--- PASSAGE PROVIDED ---
******************************
Sure. Mike, I can take that again. Look, I think obviously we feel bullish about our unit economics at the moment and I don't see why that would change going forward. We've always been very prudent stewards of capital in the business and continue to invest in very high ROI opportunities as we look forward. You mentioned some of our numbers there. Obviously, there are millions and millions and millions of businesses in the world. There are around or approximately one billion knowledge workers. So we have a huge amount of expansion possibility, even just inside our existing customers. As Cameron mentioned earlier, we remain north of 130% in our NER numbers and north of 140% in the large customer segment and we saw that again this quarter. From the point of view of expansion in those large customers, we have many millions of employees that we do not touch in those existing customers. You see that specifically in our Work Management segment where Trello, Confluence, and Atlas are continuing to penetrate deeper into organizations looking for full access to all employees within those companies. Additionally, we continue to focus on not just the unit economics of our funnel but also the product growth funnel in terms of free evaluations and trials. We're incredibly well-instrumented there and really understand the value of spending a dollar on marketing or sales and the conversion rate of expansion through our customer base. I believe we're absolutely best-in-class and continue to improve and evolve every year. We're also really, really good at enterprise and premium expansion activities when it comes to bringing in more human power and more activity to expand customers across the product set. We've got a whole lot of new products coming out, but also the same focus on being capital efficient in those sales motions. We don't just take it in the automated product-led growth funnel; we take it at the same time in all of our sales activities. We're very proud of how we do that and we have to keep raising the bar on that every year. I don't think long term, it should change the unit economics.
******************************
Location annotation dataset excerpts
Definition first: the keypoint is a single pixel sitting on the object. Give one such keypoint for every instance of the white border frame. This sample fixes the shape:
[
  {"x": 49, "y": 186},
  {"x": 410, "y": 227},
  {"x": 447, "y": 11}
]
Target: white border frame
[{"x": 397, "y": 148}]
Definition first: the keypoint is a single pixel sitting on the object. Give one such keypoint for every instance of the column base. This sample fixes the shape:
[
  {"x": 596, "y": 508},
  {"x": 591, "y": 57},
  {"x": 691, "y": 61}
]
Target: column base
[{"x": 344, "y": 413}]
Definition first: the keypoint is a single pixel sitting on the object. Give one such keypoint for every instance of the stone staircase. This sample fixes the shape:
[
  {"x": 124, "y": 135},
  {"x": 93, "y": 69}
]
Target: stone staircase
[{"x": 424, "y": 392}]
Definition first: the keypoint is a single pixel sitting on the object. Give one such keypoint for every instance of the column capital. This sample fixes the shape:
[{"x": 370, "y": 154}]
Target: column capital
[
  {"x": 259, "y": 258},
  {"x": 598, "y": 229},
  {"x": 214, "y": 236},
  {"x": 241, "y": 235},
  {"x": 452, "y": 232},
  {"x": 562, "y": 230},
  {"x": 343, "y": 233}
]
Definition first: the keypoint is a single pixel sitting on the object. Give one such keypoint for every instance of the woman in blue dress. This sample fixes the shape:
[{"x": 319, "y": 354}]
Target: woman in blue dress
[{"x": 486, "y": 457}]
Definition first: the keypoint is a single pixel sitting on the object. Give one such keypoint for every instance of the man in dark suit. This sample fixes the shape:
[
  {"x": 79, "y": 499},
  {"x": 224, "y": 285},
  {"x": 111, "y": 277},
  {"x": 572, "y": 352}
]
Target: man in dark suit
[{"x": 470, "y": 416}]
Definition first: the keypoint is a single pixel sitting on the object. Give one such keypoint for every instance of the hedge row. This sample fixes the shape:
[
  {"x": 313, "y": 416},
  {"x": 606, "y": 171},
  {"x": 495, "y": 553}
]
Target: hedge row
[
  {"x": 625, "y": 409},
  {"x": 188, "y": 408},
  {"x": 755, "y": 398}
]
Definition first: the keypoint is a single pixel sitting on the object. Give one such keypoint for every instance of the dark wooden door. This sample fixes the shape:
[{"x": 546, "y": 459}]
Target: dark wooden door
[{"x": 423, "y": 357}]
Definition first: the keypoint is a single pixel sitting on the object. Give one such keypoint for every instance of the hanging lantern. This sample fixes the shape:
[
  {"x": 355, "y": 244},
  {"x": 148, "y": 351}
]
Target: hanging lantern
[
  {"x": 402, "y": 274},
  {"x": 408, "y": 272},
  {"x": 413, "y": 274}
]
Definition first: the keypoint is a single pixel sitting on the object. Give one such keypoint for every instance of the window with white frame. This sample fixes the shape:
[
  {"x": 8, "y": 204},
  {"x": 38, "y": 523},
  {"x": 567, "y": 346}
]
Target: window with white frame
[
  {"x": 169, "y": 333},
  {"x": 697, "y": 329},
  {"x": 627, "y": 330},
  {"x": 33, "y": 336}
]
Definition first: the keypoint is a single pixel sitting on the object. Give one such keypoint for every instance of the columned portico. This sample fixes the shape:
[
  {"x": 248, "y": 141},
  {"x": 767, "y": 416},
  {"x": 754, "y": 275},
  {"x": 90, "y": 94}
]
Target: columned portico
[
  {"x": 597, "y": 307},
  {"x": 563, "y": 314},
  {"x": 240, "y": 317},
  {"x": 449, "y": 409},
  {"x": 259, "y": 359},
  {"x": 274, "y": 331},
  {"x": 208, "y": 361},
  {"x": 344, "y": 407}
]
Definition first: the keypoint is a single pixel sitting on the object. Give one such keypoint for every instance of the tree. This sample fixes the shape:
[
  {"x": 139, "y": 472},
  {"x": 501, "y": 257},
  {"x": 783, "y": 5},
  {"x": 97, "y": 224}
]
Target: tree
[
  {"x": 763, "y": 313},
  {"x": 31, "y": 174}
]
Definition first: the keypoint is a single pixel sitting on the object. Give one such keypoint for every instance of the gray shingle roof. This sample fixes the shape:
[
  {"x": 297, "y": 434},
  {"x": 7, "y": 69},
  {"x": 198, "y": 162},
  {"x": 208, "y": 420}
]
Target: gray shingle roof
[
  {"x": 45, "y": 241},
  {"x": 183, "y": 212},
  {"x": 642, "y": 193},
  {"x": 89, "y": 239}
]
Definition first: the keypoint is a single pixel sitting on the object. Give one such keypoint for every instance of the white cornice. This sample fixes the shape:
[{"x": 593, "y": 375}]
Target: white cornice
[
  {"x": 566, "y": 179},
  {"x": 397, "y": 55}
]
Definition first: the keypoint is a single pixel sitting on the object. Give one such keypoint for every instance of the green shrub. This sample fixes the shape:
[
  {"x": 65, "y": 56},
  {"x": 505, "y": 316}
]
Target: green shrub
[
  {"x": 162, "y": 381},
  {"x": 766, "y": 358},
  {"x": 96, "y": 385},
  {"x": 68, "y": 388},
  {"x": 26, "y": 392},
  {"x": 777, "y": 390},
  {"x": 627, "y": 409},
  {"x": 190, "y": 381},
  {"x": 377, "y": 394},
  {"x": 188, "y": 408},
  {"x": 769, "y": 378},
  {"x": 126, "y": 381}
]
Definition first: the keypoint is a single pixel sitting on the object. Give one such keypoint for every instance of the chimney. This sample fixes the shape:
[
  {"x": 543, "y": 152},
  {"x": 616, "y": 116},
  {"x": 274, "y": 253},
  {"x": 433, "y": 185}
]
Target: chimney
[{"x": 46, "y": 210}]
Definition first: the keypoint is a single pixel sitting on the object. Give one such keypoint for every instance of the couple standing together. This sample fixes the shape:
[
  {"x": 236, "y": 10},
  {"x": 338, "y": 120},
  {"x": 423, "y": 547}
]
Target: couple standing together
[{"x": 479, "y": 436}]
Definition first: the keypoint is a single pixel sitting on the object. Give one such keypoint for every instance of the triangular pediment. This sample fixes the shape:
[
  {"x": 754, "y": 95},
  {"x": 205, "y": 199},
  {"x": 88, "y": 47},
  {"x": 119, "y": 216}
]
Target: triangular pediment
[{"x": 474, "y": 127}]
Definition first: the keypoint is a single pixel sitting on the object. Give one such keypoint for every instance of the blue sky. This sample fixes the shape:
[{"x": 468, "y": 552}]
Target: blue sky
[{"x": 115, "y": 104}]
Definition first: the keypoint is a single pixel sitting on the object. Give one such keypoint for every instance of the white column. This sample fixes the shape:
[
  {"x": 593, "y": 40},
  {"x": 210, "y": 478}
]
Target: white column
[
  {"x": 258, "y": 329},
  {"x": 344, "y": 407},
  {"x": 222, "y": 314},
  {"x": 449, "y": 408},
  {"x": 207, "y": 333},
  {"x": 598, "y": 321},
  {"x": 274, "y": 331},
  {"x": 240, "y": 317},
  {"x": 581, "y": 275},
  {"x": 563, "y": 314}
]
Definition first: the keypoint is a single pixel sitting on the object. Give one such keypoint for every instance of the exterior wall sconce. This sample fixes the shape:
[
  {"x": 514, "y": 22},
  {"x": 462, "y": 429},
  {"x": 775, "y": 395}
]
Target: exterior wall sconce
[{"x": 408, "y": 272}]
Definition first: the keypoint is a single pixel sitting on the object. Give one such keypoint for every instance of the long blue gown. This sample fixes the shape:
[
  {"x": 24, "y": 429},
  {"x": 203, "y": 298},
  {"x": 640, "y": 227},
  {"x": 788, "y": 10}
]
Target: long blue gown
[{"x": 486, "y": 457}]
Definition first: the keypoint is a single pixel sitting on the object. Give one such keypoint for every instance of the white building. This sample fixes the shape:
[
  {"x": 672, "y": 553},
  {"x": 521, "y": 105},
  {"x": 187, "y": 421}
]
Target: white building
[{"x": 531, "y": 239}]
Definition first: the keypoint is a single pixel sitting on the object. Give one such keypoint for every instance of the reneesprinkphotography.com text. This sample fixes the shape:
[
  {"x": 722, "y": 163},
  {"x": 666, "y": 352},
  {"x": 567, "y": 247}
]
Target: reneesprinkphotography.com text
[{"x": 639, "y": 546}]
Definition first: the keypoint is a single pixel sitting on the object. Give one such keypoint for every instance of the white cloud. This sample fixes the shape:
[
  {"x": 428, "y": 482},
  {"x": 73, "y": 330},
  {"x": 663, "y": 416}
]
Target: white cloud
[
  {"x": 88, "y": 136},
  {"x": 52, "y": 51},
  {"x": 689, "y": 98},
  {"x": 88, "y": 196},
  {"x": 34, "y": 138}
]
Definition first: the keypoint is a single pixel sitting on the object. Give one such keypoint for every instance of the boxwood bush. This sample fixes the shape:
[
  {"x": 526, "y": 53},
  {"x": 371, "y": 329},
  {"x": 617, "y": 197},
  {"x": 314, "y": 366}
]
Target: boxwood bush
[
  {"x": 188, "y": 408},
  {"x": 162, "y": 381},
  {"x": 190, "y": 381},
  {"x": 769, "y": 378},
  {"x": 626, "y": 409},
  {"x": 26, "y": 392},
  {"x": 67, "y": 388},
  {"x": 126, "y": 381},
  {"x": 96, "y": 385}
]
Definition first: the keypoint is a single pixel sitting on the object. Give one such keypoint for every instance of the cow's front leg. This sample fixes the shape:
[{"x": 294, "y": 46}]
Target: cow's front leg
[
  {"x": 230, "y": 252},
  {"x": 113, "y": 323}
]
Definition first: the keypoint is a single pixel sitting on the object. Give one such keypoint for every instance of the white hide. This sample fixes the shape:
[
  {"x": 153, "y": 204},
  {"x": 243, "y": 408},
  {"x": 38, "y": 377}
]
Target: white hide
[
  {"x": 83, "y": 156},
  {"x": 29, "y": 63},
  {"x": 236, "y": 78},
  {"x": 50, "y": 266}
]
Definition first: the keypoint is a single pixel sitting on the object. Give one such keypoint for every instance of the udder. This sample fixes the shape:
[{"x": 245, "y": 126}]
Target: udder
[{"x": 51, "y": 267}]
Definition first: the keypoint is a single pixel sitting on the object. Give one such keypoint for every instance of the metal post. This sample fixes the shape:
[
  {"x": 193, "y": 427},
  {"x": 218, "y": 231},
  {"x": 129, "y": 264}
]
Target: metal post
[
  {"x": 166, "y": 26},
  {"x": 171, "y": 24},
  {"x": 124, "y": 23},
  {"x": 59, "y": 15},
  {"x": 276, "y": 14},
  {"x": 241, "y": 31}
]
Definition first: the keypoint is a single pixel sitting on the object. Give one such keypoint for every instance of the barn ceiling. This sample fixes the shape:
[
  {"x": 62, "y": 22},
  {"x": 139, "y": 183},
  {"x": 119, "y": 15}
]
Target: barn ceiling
******************************
--- TASKS TO CARRY OUT ---
1. Decide whether each statement agrees with the earnings call remarks. Give yes or no for each, followed by the deciding words quoted from the remarks.
(a) The speaker expects the unit economics to change going forward.
(b) Net expansion in the large customer segment remains above 140%.
(c) The speaker puts the number of knowledge workers at approximately two billion.
2. Translate this sentence from the earnings call remarks into Spanish: "We've always been very prudent stewards of capital in the business and continue to invest in very high ROI opportunities as we look forward."
3. Pick up the earnings call remarks after their final sentence and continue them.

--- ANSWERS FOR THIS EXERCISE ---
1.
(a) No: "I don't see why that would change going forward."
(b) Yes: "north of 140% in the large customer segment"
(c) No: "There are around or approximately one billion knowledge workers."

2. Siempre hemos sido administradores muy prudentes del capital en la empresa y seguimos invirtiendo en oportunidades con un ROI muy alto de cara al futuro.

3.
Really appreciate the thoughts and congrats on the great data center and cloud subscription results this quarter. Thank you.
Your next question comes from Ari Terjanian from Cleveland Research. Ari, please go ahead.
Hi, team. Thanks for taking the question and congrats on the great results. I just want to double-click on the Deutsche Bank cloud deal that was called out in the press release or the Shareholder Letter. I was just hoping if you could provide some more detail on that opportunity. Is that migration complete, or is it just the signing? What do you think caused them to pull the trigger? I know regulated industries like banking in Germany and Europe have historically been more hesitant to move to the cloud. So just wondering if you could please provide some more color on that deal and if you think it could be a beachhead to cause others in these geos and verticals to start moving.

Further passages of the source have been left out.